EXERCISE DIRECTIONS → Which lines of the entries contain the word "ladder"? Please list them.

╔══

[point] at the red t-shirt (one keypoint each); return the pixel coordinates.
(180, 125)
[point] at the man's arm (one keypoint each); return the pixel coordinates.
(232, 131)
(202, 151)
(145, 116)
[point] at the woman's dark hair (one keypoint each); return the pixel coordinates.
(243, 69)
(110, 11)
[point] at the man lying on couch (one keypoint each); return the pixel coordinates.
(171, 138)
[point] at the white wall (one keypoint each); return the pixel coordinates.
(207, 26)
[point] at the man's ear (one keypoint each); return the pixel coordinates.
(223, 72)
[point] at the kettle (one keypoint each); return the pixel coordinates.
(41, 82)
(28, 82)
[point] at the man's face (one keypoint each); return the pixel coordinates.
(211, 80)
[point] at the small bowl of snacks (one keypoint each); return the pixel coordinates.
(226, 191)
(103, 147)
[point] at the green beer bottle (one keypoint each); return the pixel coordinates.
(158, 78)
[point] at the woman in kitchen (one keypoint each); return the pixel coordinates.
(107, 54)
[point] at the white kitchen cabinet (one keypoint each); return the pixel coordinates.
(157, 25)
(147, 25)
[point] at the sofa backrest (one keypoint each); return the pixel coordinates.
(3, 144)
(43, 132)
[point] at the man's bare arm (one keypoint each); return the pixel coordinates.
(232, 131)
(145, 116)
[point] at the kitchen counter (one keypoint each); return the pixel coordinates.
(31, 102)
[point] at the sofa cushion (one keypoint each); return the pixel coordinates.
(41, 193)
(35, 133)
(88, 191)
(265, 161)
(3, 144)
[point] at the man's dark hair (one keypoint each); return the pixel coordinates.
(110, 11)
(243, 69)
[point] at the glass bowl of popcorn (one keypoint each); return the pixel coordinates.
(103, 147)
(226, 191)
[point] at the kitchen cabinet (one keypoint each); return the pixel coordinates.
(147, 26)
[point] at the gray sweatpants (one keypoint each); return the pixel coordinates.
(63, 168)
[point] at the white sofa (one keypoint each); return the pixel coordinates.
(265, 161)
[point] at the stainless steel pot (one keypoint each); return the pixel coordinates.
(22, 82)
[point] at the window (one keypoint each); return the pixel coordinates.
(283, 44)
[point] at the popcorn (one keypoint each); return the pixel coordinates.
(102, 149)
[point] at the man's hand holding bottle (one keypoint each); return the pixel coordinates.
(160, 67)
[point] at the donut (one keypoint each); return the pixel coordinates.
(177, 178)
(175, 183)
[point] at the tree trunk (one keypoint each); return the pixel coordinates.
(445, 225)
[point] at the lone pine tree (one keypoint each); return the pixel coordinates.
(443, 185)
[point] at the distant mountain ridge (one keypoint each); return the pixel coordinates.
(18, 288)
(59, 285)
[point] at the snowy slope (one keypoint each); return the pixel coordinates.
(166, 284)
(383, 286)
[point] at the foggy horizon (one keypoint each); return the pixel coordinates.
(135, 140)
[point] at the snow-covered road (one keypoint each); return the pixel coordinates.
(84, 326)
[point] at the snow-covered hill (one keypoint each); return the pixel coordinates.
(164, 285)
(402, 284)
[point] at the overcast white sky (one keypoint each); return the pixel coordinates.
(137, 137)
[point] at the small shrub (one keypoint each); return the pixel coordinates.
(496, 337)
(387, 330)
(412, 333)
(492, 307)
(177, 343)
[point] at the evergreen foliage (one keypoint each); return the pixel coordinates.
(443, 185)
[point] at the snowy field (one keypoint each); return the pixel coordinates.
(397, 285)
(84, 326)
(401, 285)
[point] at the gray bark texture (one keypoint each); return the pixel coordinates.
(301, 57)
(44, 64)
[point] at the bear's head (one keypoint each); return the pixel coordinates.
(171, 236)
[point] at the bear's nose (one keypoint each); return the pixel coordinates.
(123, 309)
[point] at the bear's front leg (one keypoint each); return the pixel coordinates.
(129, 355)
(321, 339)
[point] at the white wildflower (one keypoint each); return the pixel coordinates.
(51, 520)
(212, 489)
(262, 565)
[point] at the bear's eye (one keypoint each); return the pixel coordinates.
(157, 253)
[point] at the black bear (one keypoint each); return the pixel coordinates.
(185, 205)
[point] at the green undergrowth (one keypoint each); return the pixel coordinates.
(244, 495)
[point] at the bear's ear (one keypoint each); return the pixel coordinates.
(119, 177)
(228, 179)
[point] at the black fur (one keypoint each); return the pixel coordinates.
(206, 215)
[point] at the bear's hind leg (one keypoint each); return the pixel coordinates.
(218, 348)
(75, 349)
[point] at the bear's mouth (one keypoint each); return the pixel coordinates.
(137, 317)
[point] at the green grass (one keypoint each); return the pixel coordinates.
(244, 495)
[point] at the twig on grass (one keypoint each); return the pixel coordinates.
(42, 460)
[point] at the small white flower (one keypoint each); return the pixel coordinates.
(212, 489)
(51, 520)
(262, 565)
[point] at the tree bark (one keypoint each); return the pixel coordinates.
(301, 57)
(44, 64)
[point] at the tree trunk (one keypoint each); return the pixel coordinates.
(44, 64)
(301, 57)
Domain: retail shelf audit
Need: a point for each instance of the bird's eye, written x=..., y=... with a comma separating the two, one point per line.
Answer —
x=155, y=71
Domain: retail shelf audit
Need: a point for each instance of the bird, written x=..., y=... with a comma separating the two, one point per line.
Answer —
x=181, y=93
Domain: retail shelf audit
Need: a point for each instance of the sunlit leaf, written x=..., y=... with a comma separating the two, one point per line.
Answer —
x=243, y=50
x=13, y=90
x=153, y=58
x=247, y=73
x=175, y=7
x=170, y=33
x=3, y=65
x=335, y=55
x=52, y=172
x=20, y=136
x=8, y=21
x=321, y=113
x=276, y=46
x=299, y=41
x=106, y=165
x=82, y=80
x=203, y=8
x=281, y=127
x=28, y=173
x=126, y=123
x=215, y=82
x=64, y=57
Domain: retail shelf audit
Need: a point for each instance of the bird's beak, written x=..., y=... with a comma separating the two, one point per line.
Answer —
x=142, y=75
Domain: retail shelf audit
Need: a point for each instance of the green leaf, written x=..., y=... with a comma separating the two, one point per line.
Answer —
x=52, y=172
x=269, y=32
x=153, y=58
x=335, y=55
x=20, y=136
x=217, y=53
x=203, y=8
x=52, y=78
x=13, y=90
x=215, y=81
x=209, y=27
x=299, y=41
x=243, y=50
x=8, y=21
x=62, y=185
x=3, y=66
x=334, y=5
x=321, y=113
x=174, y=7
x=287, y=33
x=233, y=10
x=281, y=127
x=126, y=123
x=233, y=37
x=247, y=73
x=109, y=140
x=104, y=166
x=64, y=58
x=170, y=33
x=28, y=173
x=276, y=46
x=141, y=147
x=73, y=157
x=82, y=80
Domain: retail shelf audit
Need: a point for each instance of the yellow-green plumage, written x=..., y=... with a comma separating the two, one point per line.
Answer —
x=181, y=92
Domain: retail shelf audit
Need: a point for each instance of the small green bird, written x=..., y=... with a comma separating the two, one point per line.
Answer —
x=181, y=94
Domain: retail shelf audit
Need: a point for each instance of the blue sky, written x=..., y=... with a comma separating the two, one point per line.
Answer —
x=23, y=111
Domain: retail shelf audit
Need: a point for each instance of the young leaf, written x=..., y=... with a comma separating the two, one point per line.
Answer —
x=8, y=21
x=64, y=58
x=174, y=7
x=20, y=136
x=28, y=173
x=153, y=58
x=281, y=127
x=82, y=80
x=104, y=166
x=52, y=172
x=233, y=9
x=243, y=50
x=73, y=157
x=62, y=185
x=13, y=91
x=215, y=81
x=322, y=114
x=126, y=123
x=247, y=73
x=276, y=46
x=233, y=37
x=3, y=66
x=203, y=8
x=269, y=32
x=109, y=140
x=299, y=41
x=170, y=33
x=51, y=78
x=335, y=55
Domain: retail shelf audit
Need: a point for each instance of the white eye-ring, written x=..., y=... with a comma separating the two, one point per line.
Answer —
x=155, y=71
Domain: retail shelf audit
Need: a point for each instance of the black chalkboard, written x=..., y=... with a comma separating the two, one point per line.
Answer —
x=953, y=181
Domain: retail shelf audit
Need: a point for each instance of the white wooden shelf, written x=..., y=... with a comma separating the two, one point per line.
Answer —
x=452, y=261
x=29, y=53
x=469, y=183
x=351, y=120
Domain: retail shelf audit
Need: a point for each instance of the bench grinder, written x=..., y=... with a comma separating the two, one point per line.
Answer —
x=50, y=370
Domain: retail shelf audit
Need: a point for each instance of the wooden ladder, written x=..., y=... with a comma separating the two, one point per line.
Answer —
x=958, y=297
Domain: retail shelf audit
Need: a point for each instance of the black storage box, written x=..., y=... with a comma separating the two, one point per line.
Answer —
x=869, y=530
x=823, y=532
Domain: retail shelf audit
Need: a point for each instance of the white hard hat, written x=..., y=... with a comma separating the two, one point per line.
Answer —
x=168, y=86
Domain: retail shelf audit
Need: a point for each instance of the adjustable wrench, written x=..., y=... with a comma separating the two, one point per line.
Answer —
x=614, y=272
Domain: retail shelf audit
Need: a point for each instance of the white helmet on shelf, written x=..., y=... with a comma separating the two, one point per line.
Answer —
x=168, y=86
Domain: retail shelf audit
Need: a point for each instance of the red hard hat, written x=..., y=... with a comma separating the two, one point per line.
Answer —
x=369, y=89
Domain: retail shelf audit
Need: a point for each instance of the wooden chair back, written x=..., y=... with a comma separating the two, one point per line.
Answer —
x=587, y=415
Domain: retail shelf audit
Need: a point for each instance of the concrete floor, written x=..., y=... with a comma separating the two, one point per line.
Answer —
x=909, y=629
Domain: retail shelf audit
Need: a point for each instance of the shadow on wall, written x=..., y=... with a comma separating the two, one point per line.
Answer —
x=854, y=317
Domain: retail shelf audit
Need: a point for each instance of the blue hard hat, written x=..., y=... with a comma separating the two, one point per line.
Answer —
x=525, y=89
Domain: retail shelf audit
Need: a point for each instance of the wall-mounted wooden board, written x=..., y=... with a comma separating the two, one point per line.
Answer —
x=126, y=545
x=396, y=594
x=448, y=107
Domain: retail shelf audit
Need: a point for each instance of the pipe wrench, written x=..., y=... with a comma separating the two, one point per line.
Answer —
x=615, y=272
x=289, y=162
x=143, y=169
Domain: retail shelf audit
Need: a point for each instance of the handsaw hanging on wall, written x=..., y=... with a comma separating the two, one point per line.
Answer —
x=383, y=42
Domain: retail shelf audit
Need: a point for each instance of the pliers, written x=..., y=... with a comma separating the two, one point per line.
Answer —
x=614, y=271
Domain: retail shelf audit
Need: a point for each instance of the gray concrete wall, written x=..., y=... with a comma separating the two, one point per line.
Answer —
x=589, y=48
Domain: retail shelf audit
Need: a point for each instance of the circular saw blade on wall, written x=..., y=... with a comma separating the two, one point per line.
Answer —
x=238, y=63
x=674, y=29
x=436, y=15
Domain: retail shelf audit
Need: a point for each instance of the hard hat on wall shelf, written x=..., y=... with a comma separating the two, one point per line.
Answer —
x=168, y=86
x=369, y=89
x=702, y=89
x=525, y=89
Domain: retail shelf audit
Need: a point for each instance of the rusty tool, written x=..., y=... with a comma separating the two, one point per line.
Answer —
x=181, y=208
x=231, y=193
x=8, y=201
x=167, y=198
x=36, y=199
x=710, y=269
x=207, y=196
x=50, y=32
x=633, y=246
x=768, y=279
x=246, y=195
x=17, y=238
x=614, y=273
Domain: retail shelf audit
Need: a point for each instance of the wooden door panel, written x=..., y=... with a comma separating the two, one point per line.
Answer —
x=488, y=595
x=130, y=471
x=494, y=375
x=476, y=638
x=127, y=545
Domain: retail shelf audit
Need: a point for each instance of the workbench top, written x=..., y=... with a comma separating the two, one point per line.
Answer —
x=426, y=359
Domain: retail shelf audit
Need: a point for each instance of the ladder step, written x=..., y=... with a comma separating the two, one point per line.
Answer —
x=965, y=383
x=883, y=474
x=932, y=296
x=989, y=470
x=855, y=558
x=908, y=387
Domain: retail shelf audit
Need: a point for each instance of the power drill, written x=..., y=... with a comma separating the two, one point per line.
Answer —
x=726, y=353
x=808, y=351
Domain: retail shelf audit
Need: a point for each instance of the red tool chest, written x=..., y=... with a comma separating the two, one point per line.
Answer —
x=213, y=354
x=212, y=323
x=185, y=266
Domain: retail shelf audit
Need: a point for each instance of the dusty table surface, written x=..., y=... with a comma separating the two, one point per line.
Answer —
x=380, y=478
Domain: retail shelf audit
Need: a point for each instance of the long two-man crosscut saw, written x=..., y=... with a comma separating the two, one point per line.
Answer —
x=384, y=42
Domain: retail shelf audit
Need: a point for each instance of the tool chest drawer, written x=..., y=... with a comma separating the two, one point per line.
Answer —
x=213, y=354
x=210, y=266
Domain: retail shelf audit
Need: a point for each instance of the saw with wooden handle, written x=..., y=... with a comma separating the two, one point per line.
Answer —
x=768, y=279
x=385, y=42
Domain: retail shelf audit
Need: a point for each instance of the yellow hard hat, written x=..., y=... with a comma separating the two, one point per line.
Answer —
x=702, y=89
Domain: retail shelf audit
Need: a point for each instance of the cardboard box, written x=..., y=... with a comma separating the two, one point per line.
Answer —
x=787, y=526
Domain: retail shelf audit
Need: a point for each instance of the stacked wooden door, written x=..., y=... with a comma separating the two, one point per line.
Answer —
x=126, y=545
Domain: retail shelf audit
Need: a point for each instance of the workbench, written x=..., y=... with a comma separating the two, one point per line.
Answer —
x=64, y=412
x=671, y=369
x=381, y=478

╚══

WRITTEN ANSWER →
Need: a point for each instance of the wooden ladder, written x=..., y=... with a comma separating the two, one point per line.
Need: a point for each instance of the ladder step, written x=..., y=... with a comma separating the two, one point per line.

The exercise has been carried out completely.